TASK ITEM: Scan the records that follow, and whenever a line has the word "phrase", copy it.

DATA UNDER STUDY:
***
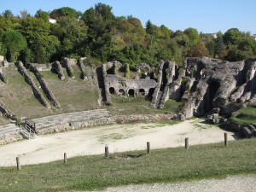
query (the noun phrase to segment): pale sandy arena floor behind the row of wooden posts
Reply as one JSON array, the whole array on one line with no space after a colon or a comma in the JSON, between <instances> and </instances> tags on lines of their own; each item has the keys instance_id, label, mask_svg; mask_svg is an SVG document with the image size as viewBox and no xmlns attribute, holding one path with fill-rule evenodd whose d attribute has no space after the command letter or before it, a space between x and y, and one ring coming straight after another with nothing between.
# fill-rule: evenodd
<instances>
[{"instance_id":1,"label":"pale sandy arena floor behind the row of wooden posts","mask_svg":"<svg viewBox=\"0 0 256 192\"><path fill-rule=\"evenodd\" d=\"M228 133L234 140L234 133ZM110 153L151 148L183 146L189 137L189 145L224 141L224 131L214 125L204 125L200 119L183 121L177 125L158 123L135 125L108 125L38 136L32 140L0 146L0 166L15 166L20 156L21 165L38 164L84 154L103 154L108 145Z\"/></svg>"}]
</instances>

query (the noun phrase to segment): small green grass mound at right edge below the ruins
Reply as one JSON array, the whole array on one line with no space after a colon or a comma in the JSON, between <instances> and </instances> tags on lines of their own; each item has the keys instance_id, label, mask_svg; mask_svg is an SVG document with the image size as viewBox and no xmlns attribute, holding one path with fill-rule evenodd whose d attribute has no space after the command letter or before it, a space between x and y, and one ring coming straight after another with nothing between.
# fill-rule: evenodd
<instances>
[{"instance_id":1,"label":"small green grass mound at right edge below the ruins","mask_svg":"<svg viewBox=\"0 0 256 192\"><path fill-rule=\"evenodd\" d=\"M247 108L241 108L237 112L233 113L230 118L233 123L238 125L248 125L256 122L256 107L249 106Z\"/></svg>"}]
</instances>

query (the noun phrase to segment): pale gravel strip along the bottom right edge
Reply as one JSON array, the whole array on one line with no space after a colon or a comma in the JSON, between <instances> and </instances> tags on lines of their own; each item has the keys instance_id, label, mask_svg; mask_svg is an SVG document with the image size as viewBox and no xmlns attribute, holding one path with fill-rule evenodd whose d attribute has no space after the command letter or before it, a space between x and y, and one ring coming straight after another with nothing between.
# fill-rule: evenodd
<instances>
[{"instance_id":1,"label":"pale gravel strip along the bottom right edge","mask_svg":"<svg viewBox=\"0 0 256 192\"><path fill-rule=\"evenodd\" d=\"M185 183L154 183L108 188L101 192L254 192L256 175L230 176Z\"/></svg>"}]
</instances>

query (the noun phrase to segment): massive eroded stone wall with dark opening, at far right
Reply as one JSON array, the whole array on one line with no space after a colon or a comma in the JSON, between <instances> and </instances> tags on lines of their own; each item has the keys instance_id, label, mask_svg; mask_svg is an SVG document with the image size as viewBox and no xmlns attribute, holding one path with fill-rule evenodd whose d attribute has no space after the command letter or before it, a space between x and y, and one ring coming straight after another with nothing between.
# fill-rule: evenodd
<instances>
[{"instance_id":1,"label":"massive eroded stone wall with dark opening, at far right","mask_svg":"<svg viewBox=\"0 0 256 192\"><path fill-rule=\"evenodd\" d=\"M213 108L230 115L255 96L256 59L229 62L202 57L187 58L184 63L186 75L198 81L183 108L187 118L201 116Z\"/></svg>"}]
</instances>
***
FINISHED EXERCISE:
query (the noun phrase to segment): pale sandy arena floor behind the row of wooden posts
query (the noun phrase to segment): small green grass mound at right edge below the ruins
query (the noun phrase to segment): pale gravel strip along the bottom right edge
query (the noun phrase to segment): massive eroded stone wall with dark opening, at far right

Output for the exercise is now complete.